Dataset items

────────────────────────────────────────

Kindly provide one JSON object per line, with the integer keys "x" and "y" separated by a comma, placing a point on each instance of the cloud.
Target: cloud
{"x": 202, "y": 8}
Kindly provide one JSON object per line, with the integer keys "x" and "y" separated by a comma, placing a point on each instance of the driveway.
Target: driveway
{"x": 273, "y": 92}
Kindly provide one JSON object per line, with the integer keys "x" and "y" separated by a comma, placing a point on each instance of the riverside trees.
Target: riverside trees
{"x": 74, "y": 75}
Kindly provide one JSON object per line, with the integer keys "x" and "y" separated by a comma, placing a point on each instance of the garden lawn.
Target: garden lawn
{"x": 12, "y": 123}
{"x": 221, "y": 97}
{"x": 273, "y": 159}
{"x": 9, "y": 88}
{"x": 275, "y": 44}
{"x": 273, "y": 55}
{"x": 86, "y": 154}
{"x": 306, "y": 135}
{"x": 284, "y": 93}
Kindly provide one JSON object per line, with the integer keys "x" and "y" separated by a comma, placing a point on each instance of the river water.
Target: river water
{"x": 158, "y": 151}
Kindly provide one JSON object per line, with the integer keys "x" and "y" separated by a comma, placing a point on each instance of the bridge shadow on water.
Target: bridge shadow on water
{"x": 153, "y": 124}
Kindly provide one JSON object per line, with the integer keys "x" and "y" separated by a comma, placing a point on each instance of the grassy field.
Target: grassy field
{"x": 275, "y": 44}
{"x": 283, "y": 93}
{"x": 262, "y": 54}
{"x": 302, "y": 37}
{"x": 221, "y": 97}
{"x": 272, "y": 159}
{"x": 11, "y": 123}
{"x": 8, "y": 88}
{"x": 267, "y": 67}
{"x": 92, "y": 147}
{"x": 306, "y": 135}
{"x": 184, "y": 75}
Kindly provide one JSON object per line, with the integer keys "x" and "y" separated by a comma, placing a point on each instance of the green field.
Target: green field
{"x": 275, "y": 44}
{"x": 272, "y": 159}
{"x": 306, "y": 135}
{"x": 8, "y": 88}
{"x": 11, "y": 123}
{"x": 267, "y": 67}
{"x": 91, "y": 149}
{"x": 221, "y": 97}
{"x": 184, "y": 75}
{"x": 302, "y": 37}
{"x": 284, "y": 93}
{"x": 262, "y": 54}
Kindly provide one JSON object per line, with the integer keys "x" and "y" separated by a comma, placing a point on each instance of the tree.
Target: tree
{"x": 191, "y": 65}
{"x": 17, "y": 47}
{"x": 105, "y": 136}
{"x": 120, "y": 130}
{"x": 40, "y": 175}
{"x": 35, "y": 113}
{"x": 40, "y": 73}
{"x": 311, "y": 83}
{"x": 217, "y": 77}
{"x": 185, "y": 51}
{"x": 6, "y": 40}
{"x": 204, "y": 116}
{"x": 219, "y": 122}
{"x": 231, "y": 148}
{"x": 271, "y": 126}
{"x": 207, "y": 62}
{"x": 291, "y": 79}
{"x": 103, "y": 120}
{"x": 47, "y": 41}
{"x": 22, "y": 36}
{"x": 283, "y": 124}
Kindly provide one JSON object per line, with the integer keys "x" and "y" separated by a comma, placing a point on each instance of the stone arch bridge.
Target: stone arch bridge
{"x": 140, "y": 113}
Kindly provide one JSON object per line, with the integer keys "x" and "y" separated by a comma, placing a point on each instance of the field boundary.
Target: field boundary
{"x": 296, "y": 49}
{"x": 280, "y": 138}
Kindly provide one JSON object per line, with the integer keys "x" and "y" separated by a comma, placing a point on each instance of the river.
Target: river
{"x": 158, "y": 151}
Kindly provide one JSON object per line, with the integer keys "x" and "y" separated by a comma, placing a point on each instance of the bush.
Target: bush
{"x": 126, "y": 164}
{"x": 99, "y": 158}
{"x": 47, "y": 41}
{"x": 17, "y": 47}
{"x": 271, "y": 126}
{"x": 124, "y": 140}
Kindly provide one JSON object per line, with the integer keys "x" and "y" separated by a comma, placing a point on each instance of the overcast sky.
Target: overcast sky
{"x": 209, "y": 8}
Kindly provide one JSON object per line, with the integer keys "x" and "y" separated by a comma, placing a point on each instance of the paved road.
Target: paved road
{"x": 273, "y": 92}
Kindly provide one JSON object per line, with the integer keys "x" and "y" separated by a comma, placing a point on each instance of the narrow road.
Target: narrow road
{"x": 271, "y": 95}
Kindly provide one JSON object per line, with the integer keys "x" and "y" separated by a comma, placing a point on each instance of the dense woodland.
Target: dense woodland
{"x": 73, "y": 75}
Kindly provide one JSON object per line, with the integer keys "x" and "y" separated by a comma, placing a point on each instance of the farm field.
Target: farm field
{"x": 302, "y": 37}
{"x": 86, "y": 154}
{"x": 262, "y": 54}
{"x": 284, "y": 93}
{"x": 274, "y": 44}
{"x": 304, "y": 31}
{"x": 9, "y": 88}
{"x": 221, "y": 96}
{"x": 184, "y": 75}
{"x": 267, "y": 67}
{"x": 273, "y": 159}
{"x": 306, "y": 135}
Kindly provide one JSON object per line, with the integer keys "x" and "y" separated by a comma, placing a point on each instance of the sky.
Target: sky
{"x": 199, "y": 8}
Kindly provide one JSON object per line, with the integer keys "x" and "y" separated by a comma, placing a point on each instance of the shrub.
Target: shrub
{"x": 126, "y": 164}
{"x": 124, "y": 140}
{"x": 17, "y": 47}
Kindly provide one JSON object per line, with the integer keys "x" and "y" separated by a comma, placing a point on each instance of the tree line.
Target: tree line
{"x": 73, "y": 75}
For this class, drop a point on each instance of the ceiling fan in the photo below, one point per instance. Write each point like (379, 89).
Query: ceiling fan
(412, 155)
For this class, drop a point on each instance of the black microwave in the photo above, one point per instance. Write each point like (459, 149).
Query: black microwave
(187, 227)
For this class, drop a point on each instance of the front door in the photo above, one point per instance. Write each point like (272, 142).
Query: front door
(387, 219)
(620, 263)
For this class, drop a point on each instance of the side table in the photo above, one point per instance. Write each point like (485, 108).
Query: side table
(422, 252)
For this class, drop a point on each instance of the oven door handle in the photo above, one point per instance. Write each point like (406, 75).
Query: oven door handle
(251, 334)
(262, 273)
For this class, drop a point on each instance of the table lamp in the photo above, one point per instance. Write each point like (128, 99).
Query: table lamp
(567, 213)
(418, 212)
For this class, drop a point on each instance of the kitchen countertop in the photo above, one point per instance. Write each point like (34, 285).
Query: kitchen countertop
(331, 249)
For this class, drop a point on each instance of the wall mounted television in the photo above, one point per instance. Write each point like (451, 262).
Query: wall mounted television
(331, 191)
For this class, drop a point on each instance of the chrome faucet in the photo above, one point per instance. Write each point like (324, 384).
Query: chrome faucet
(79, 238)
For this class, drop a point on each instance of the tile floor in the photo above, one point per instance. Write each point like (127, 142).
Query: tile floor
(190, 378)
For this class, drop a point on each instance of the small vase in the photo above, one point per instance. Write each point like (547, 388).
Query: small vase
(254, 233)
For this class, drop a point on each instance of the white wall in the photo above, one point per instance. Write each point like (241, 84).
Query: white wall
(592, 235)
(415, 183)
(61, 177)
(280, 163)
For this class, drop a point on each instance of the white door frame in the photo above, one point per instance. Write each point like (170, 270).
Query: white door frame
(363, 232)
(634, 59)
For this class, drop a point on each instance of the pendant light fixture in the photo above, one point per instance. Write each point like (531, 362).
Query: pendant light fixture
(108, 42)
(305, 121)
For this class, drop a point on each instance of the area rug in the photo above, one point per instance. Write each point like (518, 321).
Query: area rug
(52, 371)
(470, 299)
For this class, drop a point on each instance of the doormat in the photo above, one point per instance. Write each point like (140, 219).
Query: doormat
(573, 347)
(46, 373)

────────────────────────────────────────

[Written instruction]
Render all of the records above as a numbered list, leaving out any blank lines.

[Response]
1. Kindly provide one JSON object per line, with the integer keys "x" and "y" separated by a comma, placing a point on each instance of the cloud.
2. Target: cloud
3. {"x": 202, "y": 8}
4. Kindly provide one JSON object per line, with the integer keys "x" and "y" separated by a comma, placing a point on each instance of the driveway.
5. Target: driveway
6. {"x": 273, "y": 92}
7. Kindly provide one JSON object per line, with the integer keys "x" and "y" separated by a comma, placing a point on each instance of the riverside trees.
8. Target: riverside trees
9. {"x": 74, "y": 75}
10. Kindly provide one JSON object per line, with the integer keys "x" and "y" separated by a comma, placing a point on each instance of the garden lawn.
11. Target: garden lawn
12. {"x": 12, "y": 123}
13. {"x": 221, "y": 97}
14. {"x": 273, "y": 159}
15. {"x": 9, "y": 88}
16. {"x": 275, "y": 44}
17. {"x": 273, "y": 55}
18. {"x": 86, "y": 154}
19. {"x": 306, "y": 135}
20. {"x": 284, "y": 93}
21. Kindly provide one JSON object per line, with the integer keys "x" and "y" separated by a comma, placing a point on each instance of the river water.
22. Target: river water
23. {"x": 158, "y": 151}
24. Kindly provide one JSON object per line, with the integer keys "x" and "y" separated by a comma, placing a point on each instance of the bridge shadow on water.
25. Target: bridge shadow on water
26. {"x": 153, "y": 124}
27. Kindly provide one JSON object per line, with the integer keys "x" and "y" separated by a comma, placing a point on each instance of the grassy field.
28. Target: grassy field
29. {"x": 275, "y": 44}
30. {"x": 283, "y": 93}
31. {"x": 262, "y": 54}
32. {"x": 302, "y": 37}
33. {"x": 221, "y": 97}
34. {"x": 272, "y": 159}
35. {"x": 11, "y": 123}
36. {"x": 8, "y": 88}
37. {"x": 267, "y": 67}
38. {"x": 92, "y": 147}
39. {"x": 306, "y": 135}
40. {"x": 184, "y": 75}
41. Kindly provide one JSON object per line, with the integer keys "x" and "y" separated by a comma, placing a point on each instance of the green field.
42. Target: green field
43. {"x": 275, "y": 44}
44. {"x": 272, "y": 159}
45. {"x": 306, "y": 135}
46. {"x": 8, "y": 88}
47. {"x": 11, "y": 123}
48. {"x": 267, "y": 67}
49. {"x": 91, "y": 149}
50. {"x": 221, "y": 97}
51. {"x": 184, "y": 75}
52. {"x": 302, "y": 37}
53. {"x": 284, "y": 93}
54. {"x": 262, "y": 54}
55. Kindly provide one JSON object per line, with the integer keys "x" and "y" separated by a comma, placing a point on each instance of the tree.
56. Target: tree
57. {"x": 191, "y": 65}
58. {"x": 17, "y": 47}
59. {"x": 105, "y": 136}
60. {"x": 120, "y": 130}
61. {"x": 40, "y": 175}
62. {"x": 35, "y": 113}
63. {"x": 40, "y": 73}
64. {"x": 311, "y": 83}
65. {"x": 217, "y": 77}
66. {"x": 185, "y": 51}
67. {"x": 6, "y": 40}
68. {"x": 204, "y": 116}
69. {"x": 219, "y": 122}
70. {"x": 231, "y": 148}
71. {"x": 271, "y": 126}
72. {"x": 207, "y": 62}
73. {"x": 291, "y": 79}
74. {"x": 103, "y": 120}
75. {"x": 47, "y": 41}
76. {"x": 22, "y": 36}
77. {"x": 283, "y": 124}
78. Kindly provide one JSON object per line, with the integer keys "x" and "y" separated by a comma, placing a point on each instance of the stone arch bridge.
79. Target: stone arch bridge
80. {"x": 140, "y": 113}
81. Kindly provide one JSON object per line, with the integer keys "x" and "y" separated by a comma, placing a point on each instance of the field boundary.
82. Target: field boundary
83. {"x": 296, "y": 49}
84. {"x": 280, "y": 138}
85. Kindly provide one JSON object per line, with the integer keys "x" and "y" separated by a comma, placing a point on each instance of the river.
86. Target: river
87. {"x": 158, "y": 151}
88. Kindly provide one JSON object per line, with the integer keys "x" and "y" separated by a comma, placing a point on each instance of the bush.
89. Target: bush
90. {"x": 126, "y": 164}
91. {"x": 99, "y": 158}
92. {"x": 47, "y": 41}
93. {"x": 17, "y": 47}
94. {"x": 271, "y": 126}
95. {"x": 124, "y": 140}
96. Kindly provide one JSON object per line, with the integer keys "x" and "y" separated by a comma, placing a point on each instance of the overcast sky.
97. Target: overcast sky
98. {"x": 209, "y": 8}
99. Kindly provide one JSON object per line, with the integer keys "x" and "y" separated by a comma, placing a point on each instance of the paved road.
100. Target: paved road
101. {"x": 273, "y": 92}
102. Kindly provide one JSON object per line, with the integer keys "x" and "y" separated by a comma, placing a point on each instance of the narrow road.
103. Target: narrow road
104. {"x": 271, "y": 95}
105. Kindly provide one JSON object per line, with the integer keys "x" and "y" separated by a comma, placing a point on each instance of the dense woodland.
106. Target: dense woodland
107. {"x": 73, "y": 75}
108. Kindly provide one JSON object per line, with the integer keys "x" and "y" separated by a comma, placing a point on each instance of the farm field.
109. Target: farm field
110. {"x": 302, "y": 37}
111. {"x": 86, "y": 154}
112. {"x": 262, "y": 54}
113. {"x": 284, "y": 93}
114. {"x": 274, "y": 44}
115. {"x": 304, "y": 31}
116. {"x": 9, "y": 88}
117. {"x": 221, "y": 96}
118. {"x": 184, "y": 75}
119. {"x": 267, "y": 67}
120. {"x": 273, "y": 159}
121. {"x": 306, "y": 135}
122. Kindly provide one JSON object per line, with the integer keys "x" and "y" separated by a comma, placing a point on each instance of the sky.
123. Target: sky
124. {"x": 199, "y": 8}
125. Kindly provide one JSON object per line, with the integer keys "x" and "y" separated by a comma, placing a point on each instance of the shrub.
126. Target: shrub
127. {"x": 126, "y": 164}
128. {"x": 124, "y": 140}
129. {"x": 17, "y": 47}
130. Kindly provide one JSON object per line, with the integer keys "x" and "y" separated by a comma, placing a point on each instance of the tree line.
131. Target: tree line
132. {"x": 73, "y": 75}
133. For this class, drop a point on each instance of the ceiling fan in the photo below, one point per instance. Write each point like (379, 89).
134. Query: ceiling fan
135. (412, 155)
136. For this class, drop a point on each instance of the black microwave in the photo above, one point per instance. Write each point like (459, 149).
137. Query: black microwave
138. (187, 227)
139. For this class, drop a point on each instance of the front door in the photo above, one point per instance. Write each point like (272, 142).
140. Query: front door
141. (387, 219)
142. (620, 263)
143. For this class, drop a point on each instance of the side table in the photo above, one point per instance. Write each point like (485, 108).
144. Query: side table
145. (422, 252)
146. For this class, drop a point on each instance of the oven door handle in the photo above, one point per instance. Write each point like (406, 75).
147. Query: oven door handle
148. (251, 334)
149. (262, 273)
150. For this class, drop a point on each instance of the table lamp in the photo above, one point per instance. Write each point like (128, 99).
151. Query: table lamp
152. (567, 213)
153. (418, 212)
154. For this class, drop a point on each instance of the kitchen countertop in the photo above, one point per instance. Write each point like (34, 285).
155. Query: kitchen countertop
156. (331, 249)
157. For this class, drop a point on each instance of the wall mounted television in the photo above, one point per instance. Write each point like (451, 262).
158. Query: wall mounted television
159. (331, 191)
160. For this class, drop a point on each instance of the chrome faucet in the photo above, one point per instance. Write each point like (324, 384).
161. Query: chrome faucet
162. (79, 238)
163. For this class, drop a point on each instance of the tile floor in the photo above, one point per instance. Write each point like (127, 142).
164. Query: tile floor
165. (190, 378)
166. For this class, drop a point on each instance of the small vase in the photo above, one point per instance. Write each point like (547, 388).
167. Query: small vase
168. (254, 233)
169. For this class, drop a point on each instance of the white wall in the photo above, one point per instance. Write each point like (241, 84).
170. Query: white wall
171. (592, 235)
172. (415, 183)
173. (61, 177)
174. (280, 163)
175. For this class, drop a point on each instance of the white door frame in the photo above, one point per instance. Write each point like (170, 270).
176. Query: white door frame
177. (363, 232)
178. (634, 59)
179. For this class, drop a point on each instance of the pendant light fixture in the photo above, one point per instance. Write each point like (531, 362).
180. Query: pendant light fixture
181. (108, 42)
182. (305, 121)
183. For this class, drop a point on each instance of the area rug in the photo above, one point per instance. Write each point like (518, 321).
184. Query: area rug
185. (52, 371)
186. (470, 299)
187. For this class, drop a point on each instance of the doormat in the photo above, one point per instance. Write each point like (140, 219).
188. Query: doormat
189. (573, 347)
190. (46, 373)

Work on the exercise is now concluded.